Work item A » Repeat word for word the passage of the rugby league match report starting at "Despite being heavy" and ending at "England’s woeful start.".
Work item B » Carry on the report of the England–Scotland rugby league match from the point where its text stops.

Coventry’s Ricoh Arena played host to a bonfire night double-header in the second round of this year’s Four Nations. Although an Auld fixture in Rugby Union, Saturday was the first ever Rugby League meeting between England and Scotland. Both sides lined up in the chilling Coventry night knowing that a win would keep their tournament hopes alive but more realistically for the Scots, making history by becoming the first of the ‘fourth’ nations to win a match since the tournament began in 2009 was the ultimate goal.
Despite being heavy favourites to win, England suffered a dismal start at the hands of the Scots. The hosts were particularly lethargic. Sloppy passing errors and numerous penalties disrupted their attempts at early momentum and the Scots capitalised. After a quarter of the match, tries from Kane Linnett and Matty Russell saw Scotland accumulate the most unlikely of leads: 8-0. Russell’s try was a terrific display of athleticism. Muscling his way towards the line from five metres out and holding off the tackles from England’s McGillvary and Watkins, Russell stretched over the defence, twisting as he did so, to place the ball down one-handed. The video referee was needed to confirm the score and England’s woeful start.

Data under study »
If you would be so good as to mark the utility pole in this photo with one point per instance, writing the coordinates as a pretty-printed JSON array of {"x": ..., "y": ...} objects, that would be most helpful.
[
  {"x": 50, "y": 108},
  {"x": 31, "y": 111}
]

Final answer A »
Despite being heavy favourites to win, England suffered a dismal start at the hands of the Scots. The hosts were particularly lethargic. Sloppy passing errors and numerous penalties disrupted their attempts at early momentum and the Scots capitalised. After a quarter of the match, tries from Kane Linnett and Matty Russell saw Scotland accumulate the most unlikely of leads: 8-0. Russell’s try was a terrific display of athleticism. Muscling his way towards the line from five metres out and holding off the tackles from England’s McGillvary and Watkins, Russell stretched over the defence, twisting as he did so, to place the ball down one-handed. The video referee was needed to confirm the score and England’s woeful start.

Final answer B »
The Bravehearts’ start was certainly a true reflection of their name, but their ill-discipline was to prove costly. Seven first half penalties allowed England a way back into the match and they were on the scoreboard just before the half hour. The first of two tries from Dean Whitehead opening the scoring as he side-stepped in a well-worked passing move. His second came five minutes later as England began to assert their dominance. A deft kick wrong-footed the Scottish defence leaving an open path for Whitehead.
England’s late first half momentum saw them over the line. England had extended their lead to 22-8 with Ryan Hall’s 30th try in as many games, gathering a clinical kick from George Williams to score in the corner. Hall is now the highest scorer in for England in this code of rugby, now ten ahead of unselected full-back Sam Tomkins. Scotland captain, Danny Brough, visit to the sin-bin halfway through the second period allowed England to cover themselves with more glory than they deserved. Further tries from McGillvary and Gale extended the England lead before a late consolation score for the Scots, finished by Ferguson. England scored once more after the hooter had sounded to run out 38-12 winners.
The final margin flatters a poor England performance and whilst winning was vital, failing to better the 42-point margin Australia opened on the Scots in round one may be decisive. England must beat Australia on Sunday to stand a chance of progression.
For the Australian’s, the pressure is off Sunday’s encounter after they edged out New Zealand in a tight affair. The opening exchanges were a furious, face-paced blur of hard tackles and lengthy runs in which neither side could assert their dominance.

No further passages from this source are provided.